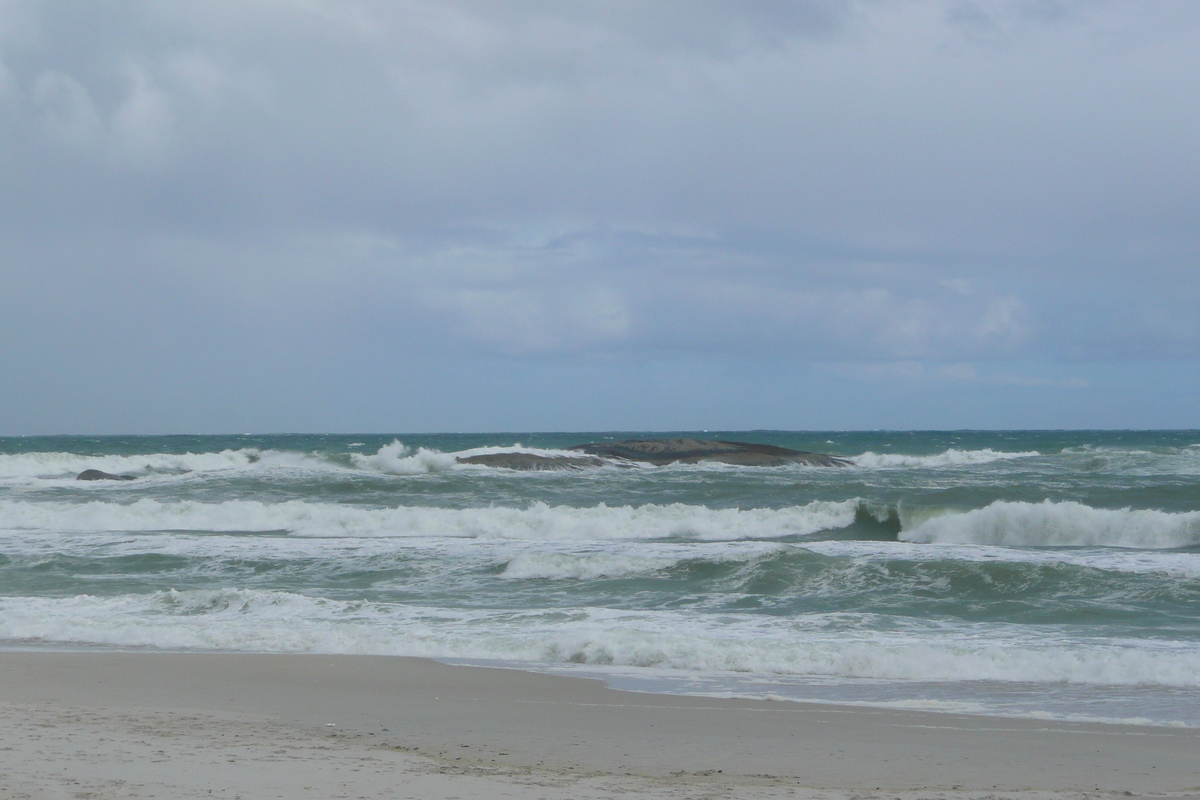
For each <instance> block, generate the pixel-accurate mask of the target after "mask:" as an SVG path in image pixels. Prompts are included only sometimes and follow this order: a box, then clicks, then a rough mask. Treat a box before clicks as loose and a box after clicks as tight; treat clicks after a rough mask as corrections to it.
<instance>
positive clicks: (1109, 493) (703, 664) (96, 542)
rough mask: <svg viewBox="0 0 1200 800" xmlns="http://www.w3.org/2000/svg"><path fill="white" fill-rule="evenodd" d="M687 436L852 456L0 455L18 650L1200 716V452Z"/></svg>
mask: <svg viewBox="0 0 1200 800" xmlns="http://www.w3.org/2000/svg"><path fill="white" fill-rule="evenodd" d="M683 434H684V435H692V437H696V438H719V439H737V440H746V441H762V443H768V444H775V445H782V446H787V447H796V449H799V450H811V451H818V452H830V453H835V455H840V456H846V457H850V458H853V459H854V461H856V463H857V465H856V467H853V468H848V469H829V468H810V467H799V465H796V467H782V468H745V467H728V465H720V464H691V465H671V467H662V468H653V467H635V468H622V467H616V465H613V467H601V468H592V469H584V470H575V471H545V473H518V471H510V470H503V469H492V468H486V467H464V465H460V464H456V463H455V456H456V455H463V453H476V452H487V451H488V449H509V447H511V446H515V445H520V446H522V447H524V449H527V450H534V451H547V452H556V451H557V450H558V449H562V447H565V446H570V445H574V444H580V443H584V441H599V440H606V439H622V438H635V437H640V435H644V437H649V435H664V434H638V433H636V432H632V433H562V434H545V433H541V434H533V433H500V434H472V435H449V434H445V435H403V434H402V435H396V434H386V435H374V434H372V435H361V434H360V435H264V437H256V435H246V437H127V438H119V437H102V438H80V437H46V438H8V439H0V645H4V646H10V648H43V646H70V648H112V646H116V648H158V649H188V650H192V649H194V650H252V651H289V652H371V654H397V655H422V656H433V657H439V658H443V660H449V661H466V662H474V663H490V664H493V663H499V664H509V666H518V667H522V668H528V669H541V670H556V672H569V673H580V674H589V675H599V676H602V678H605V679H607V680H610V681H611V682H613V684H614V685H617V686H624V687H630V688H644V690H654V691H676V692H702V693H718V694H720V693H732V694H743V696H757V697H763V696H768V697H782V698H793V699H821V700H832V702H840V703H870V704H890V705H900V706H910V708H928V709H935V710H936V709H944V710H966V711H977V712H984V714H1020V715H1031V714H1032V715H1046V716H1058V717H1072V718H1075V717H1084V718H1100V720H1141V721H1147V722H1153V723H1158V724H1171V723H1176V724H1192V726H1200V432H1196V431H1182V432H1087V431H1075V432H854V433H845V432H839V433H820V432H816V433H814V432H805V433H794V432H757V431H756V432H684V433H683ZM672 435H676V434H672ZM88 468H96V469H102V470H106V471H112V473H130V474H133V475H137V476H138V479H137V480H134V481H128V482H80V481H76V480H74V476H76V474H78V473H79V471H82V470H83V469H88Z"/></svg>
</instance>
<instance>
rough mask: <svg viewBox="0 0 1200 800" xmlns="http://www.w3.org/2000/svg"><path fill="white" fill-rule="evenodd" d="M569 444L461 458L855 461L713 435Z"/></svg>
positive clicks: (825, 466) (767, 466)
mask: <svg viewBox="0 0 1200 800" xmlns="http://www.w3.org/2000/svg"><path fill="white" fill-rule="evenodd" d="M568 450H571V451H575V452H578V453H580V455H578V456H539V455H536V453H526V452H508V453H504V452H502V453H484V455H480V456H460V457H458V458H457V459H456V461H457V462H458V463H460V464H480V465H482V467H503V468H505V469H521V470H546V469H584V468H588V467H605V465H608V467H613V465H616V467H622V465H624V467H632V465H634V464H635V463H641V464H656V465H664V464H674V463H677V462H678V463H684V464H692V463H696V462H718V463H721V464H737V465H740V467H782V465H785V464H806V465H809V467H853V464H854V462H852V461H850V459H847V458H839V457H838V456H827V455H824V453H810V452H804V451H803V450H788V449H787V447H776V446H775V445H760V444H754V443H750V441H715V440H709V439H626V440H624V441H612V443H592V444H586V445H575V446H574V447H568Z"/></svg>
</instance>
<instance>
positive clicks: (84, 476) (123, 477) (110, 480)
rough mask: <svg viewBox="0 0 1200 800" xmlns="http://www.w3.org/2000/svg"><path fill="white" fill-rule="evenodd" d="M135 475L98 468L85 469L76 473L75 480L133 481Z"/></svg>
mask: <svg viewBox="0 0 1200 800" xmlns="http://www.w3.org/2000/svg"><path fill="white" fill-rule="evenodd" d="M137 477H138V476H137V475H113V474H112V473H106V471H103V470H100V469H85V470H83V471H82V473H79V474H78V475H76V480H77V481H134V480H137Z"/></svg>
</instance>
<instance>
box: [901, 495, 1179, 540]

══════════════════════════════

» **Task brief**
Update the records by changing every "positive clicks" to "foreground clicks" and keeping everything else the same. Leave the pictures out of your answer.

» **Answer for this exercise**
For each <instance> block, generate the pixel-accurate mask of the target after "mask:" as an SVG path in image pixels. Prompts are included only sometimes and follow this order: a box, then clicks, then a rough mask. Treat a box before clicks as loose and a box after clicks as tight; treat clicks after a rough mask as corrections to it.
<instance>
foreground clicks: (1109, 493) (703, 664) (96, 542)
rough mask: <svg viewBox="0 0 1200 800" xmlns="http://www.w3.org/2000/svg"><path fill="white" fill-rule="evenodd" d="M687 436L852 456L0 455L18 650L1200 716V452Z"/></svg>
mask: <svg viewBox="0 0 1200 800" xmlns="http://www.w3.org/2000/svg"><path fill="white" fill-rule="evenodd" d="M683 434H684V435H692V437H696V438H719V439H737V440H746V441H762V443H768V444H775V445H782V446H787V447H796V449H799V450H811V451H818V452H830V453H835V455H840V456H846V457H850V458H853V459H854V461H856V463H857V465H856V467H853V468H848V469H829V468H810V467H799V465H796V467H782V468H745V467H728V465H720V464H691V465H671V467H662V468H653V467H635V468H622V467H616V465H613V467H601V468H592V469H584V470H575V471H545V473H518V471H510V470H503V469H492V468H486V467H464V465H460V464H456V463H455V456H456V455H463V453H476V452H487V451H488V449H509V447H511V446H515V445H520V446H522V447H524V449H527V450H534V451H547V452H556V451H557V450H558V449H562V447H565V446H570V445H574V444H580V443H584V441H599V440H606V439H622V438H635V437H640V435H644V437H649V435H664V434H638V433H636V432H632V433H562V434H545V433H541V434H533V433H500V434H472V435H449V434H445V435H403V434H402V435H396V434H386V435H374V434H372V435H361V434H360V435H264V437H256V435H246V437H127V438H119V437H102V438H80V437H46V438H8V439H0V645H4V646H10V648H43V646H70V648H112V646H116V648H158V649H188V650H192V649H194V650H252V651H289V652H371V654H397V655H422V656H433V657H439V658H443V660H449V661H466V662H474V663H490V664H493V663H499V664H509V666H518V667H522V668H528V669H541V670H556V672H569V673H580V674H589V675H599V676H602V678H605V679H607V680H610V681H611V682H613V684H614V685H617V686H624V687H630V688H644V690H654V691H676V692H702V693H718V694H720V693H732V694H743V696H757V697H763V696H768V697H782V698H793V699H821V700H832V702H840V703H870V704H890V705H900V706H910V708H928V709H935V710H936V709H944V710H966V711H977V712H984V714H1020V715H1031V714H1032V715H1046V716H1058V717H1072V718H1075V717H1084V718H1100V720H1141V721H1147V722H1153V723H1158V724H1171V723H1176V724H1192V726H1200V432H1196V431H1182V432H1087V431H1075V432H854V433H845V432H839V433H820V432H816V433H814V432H805V433H794V432H757V431H756V432H684V433H683ZM672 435H676V434H672ZM88 468H96V469H102V470H106V471H112V473H130V474H133V475H137V476H138V479H137V480H134V481H128V482H80V481H76V480H74V476H76V474H78V473H79V471H82V470H83V469H88Z"/></svg>
</instance>
<instance>
rough mask: <svg viewBox="0 0 1200 800" xmlns="http://www.w3.org/2000/svg"><path fill="white" fill-rule="evenodd" d="M569 444L461 458L855 461L713 435Z"/></svg>
foreground clicks: (825, 466) (767, 466)
mask: <svg viewBox="0 0 1200 800" xmlns="http://www.w3.org/2000/svg"><path fill="white" fill-rule="evenodd" d="M568 450H571V451H575V452H578V453H580V455H578V456H539V455H536V453H526V452H508V453H504V452H502V453H484V455H480V456H460V457H458V458H457V459H456V461H457V462H458V463H460V464H480V465H482V467H503V468H505V469H521V470H546V469H584V468H588V467H605V465H608V467H613V465H616V467H622V465H624V467H632V465H634V464H635V463H641V464H656V465H664V464H674V463H677V462H678V463H684V464H692V463H696V462H718V463H721V464H737V465H740V467H782V465H785V464H806V465H809V467H853V464H854V462H852V461H850V459H847V458H839V457H838V456H827V455H824V453H810V452H804V451H803V450H788V449H787V447H776V446H775V445H760V444H754V443H750V441H715V440H709V439H626V440H624V441H612V443H592V444H586V445H575V446H574V447H568Z"/></svg>
</instance>
<instance>
foreground clicks: (84, 476) (123, 477) (110, 480)
rough mask: <svg viewBox="0 0 1200 800" xmlns="http://www.w3.org/2000/svg"><path fill="white" fill-rule="evenodd" d="M135 475L98 468L85 469L76 473L75 480L133 481Z"/></svg>
mask: <svg viewBox="0 0 1200 800" xmlns="http://www.w3.org/2000/svg"><path fill="white" fill-rule="evenodd" d="M137 477H138V476H137V475H113V474H112V473H106V471H103V470H100V469H85V470H83V471H82V473H79V474H78V475H76V480H77V481H134V480H137Z"/></svg>
</instance>
<instance>
box: [901, 495, 1179, 540]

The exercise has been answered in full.